» **TASK BRIEF**
Rewrite the lines in the stretch from the one containing "Could you point out the red" through the one containing "(1164, 285)", renaming "ribbon" to "band" and leaving everything else unchanged.

━━━━━━

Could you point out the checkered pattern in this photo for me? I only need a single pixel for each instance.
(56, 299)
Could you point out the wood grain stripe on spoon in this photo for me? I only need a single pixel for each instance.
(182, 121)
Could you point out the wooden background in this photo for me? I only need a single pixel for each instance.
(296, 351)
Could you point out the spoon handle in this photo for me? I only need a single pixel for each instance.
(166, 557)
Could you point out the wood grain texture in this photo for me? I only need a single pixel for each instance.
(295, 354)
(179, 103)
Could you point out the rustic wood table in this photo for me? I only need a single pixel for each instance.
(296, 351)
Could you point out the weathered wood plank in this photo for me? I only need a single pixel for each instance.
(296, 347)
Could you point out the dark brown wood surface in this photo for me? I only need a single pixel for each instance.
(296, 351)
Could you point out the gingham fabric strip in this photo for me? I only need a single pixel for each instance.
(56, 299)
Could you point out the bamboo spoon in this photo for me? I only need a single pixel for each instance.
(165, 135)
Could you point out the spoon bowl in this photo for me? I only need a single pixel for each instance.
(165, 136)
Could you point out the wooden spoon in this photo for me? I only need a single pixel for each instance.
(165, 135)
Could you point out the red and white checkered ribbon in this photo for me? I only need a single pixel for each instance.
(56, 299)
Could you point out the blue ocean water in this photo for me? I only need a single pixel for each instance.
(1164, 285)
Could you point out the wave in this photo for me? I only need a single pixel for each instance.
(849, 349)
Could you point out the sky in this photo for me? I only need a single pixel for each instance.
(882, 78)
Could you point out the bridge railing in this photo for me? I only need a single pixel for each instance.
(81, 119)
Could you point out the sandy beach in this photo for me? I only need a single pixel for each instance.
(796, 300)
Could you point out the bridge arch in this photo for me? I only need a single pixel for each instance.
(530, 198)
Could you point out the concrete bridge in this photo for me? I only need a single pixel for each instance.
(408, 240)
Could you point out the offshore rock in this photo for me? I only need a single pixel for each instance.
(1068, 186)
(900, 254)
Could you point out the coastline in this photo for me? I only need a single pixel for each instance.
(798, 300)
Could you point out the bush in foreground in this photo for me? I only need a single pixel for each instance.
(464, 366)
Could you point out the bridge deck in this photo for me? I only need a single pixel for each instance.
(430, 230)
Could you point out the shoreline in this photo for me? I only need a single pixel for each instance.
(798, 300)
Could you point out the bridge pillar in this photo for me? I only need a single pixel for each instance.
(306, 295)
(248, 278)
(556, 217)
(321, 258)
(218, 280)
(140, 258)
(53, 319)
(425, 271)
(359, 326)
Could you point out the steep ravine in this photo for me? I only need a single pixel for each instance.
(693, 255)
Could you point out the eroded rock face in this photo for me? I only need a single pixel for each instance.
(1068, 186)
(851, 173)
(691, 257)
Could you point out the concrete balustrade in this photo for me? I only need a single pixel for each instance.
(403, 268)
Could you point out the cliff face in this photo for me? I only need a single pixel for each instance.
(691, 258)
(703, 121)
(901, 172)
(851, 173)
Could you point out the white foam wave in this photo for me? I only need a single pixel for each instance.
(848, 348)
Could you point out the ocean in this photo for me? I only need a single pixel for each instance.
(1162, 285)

━━━━━━

» **OUTPUT**
Could you point out the red and white checkered band in this photo for me? I only need a single pixel for each instance.
(56, 299)
Could you point out the blue ocean water in this photo for me? I only need a single pixel for each instance.
(1164, 285)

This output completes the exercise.